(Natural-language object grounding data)
——
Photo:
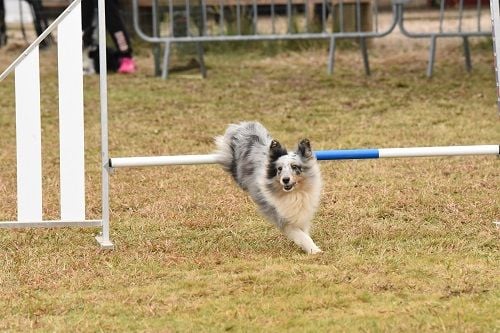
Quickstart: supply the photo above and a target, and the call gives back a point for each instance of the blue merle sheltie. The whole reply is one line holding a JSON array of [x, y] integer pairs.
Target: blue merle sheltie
[[285, 185]]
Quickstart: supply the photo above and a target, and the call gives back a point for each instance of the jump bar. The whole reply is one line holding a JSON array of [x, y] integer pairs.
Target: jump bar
[[321, 155]]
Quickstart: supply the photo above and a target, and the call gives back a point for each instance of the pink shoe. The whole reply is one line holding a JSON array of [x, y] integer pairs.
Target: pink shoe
[[127, 66]]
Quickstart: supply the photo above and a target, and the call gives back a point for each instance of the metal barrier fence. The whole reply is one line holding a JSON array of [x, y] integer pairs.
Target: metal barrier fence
[[200, 21]]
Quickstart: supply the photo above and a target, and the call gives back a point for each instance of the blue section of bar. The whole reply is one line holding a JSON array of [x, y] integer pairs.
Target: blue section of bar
[[346, 154]]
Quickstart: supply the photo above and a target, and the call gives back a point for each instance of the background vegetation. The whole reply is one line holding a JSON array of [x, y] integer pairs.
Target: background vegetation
[[410, 244]]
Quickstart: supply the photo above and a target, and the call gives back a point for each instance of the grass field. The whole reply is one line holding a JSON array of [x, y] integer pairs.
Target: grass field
[[409, 244]]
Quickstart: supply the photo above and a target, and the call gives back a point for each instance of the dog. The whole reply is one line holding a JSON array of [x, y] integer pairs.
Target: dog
[[286, 186]]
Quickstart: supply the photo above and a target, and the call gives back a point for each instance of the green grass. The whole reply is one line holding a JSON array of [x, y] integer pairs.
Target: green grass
[[409, 244]]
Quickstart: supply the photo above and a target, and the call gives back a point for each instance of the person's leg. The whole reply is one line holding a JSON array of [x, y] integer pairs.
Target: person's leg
[[116, 28]]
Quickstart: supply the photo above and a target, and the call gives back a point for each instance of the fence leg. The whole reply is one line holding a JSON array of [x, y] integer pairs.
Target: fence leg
[[364, 53], [468, 63], [432, 56], [331, 56], [201, 60], [166, 56]]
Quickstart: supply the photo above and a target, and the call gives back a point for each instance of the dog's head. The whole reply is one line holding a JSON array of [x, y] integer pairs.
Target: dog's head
[[288, 170]]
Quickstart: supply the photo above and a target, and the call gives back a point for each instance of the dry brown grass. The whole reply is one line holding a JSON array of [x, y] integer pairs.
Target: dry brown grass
[[409, 244]]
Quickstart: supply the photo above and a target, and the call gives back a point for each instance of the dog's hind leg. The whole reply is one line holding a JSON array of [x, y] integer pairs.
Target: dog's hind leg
[[301, 238]]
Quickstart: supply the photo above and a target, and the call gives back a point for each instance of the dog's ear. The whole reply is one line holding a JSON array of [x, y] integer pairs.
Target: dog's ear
[[276, 150], [304, 149]]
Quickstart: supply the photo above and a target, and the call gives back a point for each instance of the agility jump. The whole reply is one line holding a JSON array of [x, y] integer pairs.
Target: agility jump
[[28, 132]]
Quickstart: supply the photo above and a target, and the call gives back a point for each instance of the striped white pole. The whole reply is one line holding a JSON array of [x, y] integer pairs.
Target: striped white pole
[[322, 155]]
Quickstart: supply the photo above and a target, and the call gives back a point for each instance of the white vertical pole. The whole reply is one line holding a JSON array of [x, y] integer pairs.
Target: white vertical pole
[[71, 127], [28, 139], [103, 239]]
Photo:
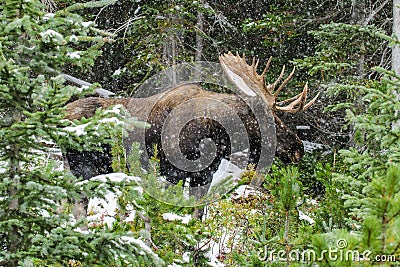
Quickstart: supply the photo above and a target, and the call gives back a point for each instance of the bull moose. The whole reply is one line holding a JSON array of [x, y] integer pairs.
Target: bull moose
[[289, 147]]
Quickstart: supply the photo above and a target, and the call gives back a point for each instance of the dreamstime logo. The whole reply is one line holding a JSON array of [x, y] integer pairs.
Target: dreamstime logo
[[337, 253], [176, 118]]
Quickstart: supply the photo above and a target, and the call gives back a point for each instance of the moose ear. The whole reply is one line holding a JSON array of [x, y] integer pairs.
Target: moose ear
[[238, 81]]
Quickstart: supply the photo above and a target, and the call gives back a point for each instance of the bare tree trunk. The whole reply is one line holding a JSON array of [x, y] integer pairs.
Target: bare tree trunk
[[358, 18], [396, 33]]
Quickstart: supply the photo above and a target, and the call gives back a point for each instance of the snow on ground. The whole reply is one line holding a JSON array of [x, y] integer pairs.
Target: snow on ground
[[174, 217], [305, 217], [311, 146]]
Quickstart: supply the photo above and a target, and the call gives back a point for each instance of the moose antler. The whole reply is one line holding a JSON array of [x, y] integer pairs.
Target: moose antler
[[243, 74]]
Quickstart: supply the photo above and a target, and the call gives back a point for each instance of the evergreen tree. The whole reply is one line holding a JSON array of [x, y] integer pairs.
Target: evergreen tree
[[34, 231]]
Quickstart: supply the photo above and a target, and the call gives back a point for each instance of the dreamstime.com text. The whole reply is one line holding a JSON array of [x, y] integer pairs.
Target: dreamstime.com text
[[337, 253]]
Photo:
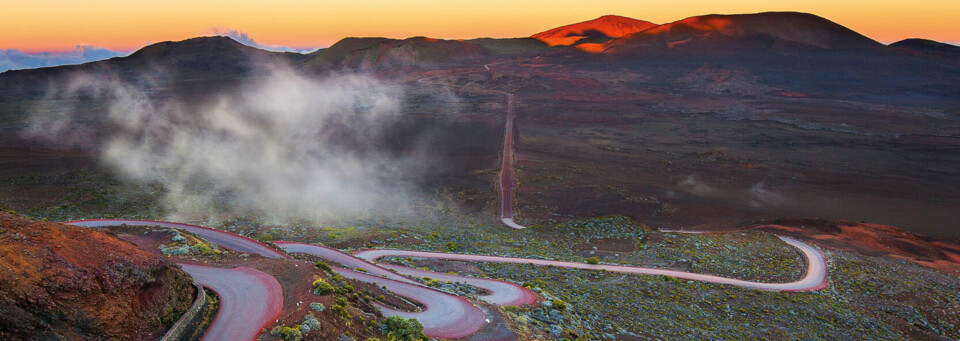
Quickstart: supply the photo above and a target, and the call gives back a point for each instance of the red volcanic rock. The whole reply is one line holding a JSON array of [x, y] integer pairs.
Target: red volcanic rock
[[872, 239], [66, 282], [777, 31], [602, 28]]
——
■ Description of the task
Could you output exactly the lines from the one containing "the red volcanic" to the end of the entries above, both included, and no others?

■ Answer
Quickstart: supply the photo above and a target, and the call gives back a point for each instance of the red volcanic rock. The whole reply is one line holding a JSON array of [x, y] integer pairs.
Target: red volcanic rock
[[872, 239], [66, 282], [777, 31], [602, 28]]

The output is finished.